▶ CONSIGNE
Présentez toutes les lignes des entrées ci-dessous sous forme de tableau Markdown à deux colonnes, « N° » pour le numéro de ligne et « Ligne » pour son texte, en omettant les lignes vides.

▶ ENTRÉES FOURNIES
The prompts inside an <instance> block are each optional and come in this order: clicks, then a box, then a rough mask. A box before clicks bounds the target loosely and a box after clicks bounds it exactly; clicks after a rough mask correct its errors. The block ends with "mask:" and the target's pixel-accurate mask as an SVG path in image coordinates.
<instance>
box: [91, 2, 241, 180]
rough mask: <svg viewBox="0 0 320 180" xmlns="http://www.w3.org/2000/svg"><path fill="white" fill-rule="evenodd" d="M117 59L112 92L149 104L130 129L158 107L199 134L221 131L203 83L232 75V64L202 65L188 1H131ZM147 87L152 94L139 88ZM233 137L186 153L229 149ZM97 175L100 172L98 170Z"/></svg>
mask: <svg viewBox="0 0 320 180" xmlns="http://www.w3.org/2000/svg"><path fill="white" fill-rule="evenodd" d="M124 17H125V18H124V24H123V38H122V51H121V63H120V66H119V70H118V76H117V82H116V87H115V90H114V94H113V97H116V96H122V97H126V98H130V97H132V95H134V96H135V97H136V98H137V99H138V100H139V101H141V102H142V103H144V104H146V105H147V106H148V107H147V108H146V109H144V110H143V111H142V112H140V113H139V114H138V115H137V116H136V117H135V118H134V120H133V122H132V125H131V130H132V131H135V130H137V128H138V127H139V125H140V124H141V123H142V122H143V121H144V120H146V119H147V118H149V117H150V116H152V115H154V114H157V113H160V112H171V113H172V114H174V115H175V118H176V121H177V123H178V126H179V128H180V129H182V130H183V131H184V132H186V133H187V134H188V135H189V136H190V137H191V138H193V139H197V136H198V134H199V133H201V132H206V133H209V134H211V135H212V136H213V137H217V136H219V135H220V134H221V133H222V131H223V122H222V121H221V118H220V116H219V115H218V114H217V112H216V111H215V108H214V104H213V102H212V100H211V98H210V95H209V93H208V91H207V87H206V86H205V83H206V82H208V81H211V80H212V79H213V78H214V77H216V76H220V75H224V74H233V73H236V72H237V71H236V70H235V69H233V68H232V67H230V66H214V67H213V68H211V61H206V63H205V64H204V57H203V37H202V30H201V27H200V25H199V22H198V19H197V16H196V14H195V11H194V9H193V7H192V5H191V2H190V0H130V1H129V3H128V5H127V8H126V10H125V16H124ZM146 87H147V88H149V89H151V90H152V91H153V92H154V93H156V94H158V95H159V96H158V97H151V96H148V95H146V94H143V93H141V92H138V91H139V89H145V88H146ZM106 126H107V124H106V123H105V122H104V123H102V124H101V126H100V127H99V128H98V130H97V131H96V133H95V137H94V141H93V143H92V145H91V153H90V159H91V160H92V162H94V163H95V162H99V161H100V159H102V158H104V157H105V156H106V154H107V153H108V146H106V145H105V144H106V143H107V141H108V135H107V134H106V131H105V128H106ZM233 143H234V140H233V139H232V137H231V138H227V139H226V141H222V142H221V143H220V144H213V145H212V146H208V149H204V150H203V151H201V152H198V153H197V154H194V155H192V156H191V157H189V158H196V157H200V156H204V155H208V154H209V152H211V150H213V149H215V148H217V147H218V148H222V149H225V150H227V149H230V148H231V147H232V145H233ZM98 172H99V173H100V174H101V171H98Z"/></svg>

▶ CORRIGÉ
| N° | Ligne |
|---|---|
| 1 | The prompts inside an <instance> block are each optional and come in this order: clicks, then a box, then a rough mask. A box before clicks bounds the target loosely and a box after clicks bounds it exactly; clicks after a rough mask correct its errors. The block ends with "mask:" and the target's pixel-accurate mask as an SVG path in image coordinates. |
| 2 | <instance> |
| 3 | box: [91, 2, 241, 180] |
| 4 | rough mask: <svg viewBox="0 0 320 180" xmlns="http://www.w3.org/2000/svg"><path fill="white" fill-rule="evenodd" d="M117 59L112 92L149 104L130 129L158 107L199 134L221 131L203 83L232 75V64L202 65L188 1H131ZM147 87L152 94L139 88ZM233 137L186 153L229 149ZM97 175L100 172L98 170Z"/></svg> |
| 5 | mask: <svg viewBox="0 0 320 180" xmlns="http://www.w3.org/2000/svg"><path fill="white" fill-rule="evenodd" d="M124 17H125V18H124V24H123V38H122V51H121V63H120V66H119V70H118V76H117V82H116V87H115V90H114V94H113V97H116V96H122V97H126V98H130V97H132V95H134V96H135V97H136V98H137V99H138V100H139V101H141V102H142V103H144V104H146V105H147V106H148V107H147V108H146V109H144V110H143V111H142V112H140V113H139V114H138V115H137V116H136V117H135V118H134V120H133V122H132V125H131V130H132V131H135V130H137V128H138V127H139V125H140V124H141V123H142V122H143V121H144V120H146V119H147V118H149V117H150V116H152V115H154V114H157V113H160V112H171V113H172V114H174V115H175V118H176V121H177V123H178V126H179V128H180V129H182V130H183V131H184V132H186V133H187V134H188V135H189V136H190V137H191V138H193V139H197V136H198V134H199V133H201V132H206V133H209V134H211V135H212V136H213V137H217V136H219V135H220V134H221V133H222V131H223V122H222V121H221V118H220V116H219V115H218V114H217V112H216V111H215V108H214V104H213V102H212V100H211V98H210V95H209V93H208V91H207V87H206V86H205V83H206V82H208V81H211V80H212V79H213V78H214V77H216V76H220V75H224V74H233V73H236V72H237V71H236V70H235V69H233V68H232V67H230V66H214V67H213V68H211V61H206V63H205V64H204V57H203V37H202V30H201V27H200V25H199V22H198V19H197V16H196V14H195V11H194V9H193V7H192V5H191V2H190V0H130V1H129V3H128V5H127V8H126V10H125V16H124ZM146 87H147V88H149V89H151V90H152V91H153V92H154V93H156V94H158V95H159V96H158V97H151V96H148V95H146V94H143V93H141V92H138V91H139V89H145V88H146ZM106 126H107V124H106V123H105V122H104V123H102V124H101V126H100V127H99V128H98V130H97V131H96V133H95V137H94V141H93V143H92V145H91V153H90V159H91V160H92V162H94V163H95V162H99V161H100V159H102V158H104V157H105V156H106V154H107V153H108V146H106V145H105V144H106V143H107V141H108V135H107V134H106V131H105V128H106ZM233 143H234V140H233V139H232V137H231V138H227V139H226V141H222V142H221V143H220V144H213V145H212V146H208V149H204V150H203V151H201V152H198V153H197V154H194V155H192V156H191V157H189V158H196V157H200V156H204V155H208V154H209V152H211V150H213V149H215V148H217V147H218V148H222V149H225V150H227V149H230V148H231V147H232V145H233ZM98 172H99V173H100V174H101V171H98Z"/></svg> |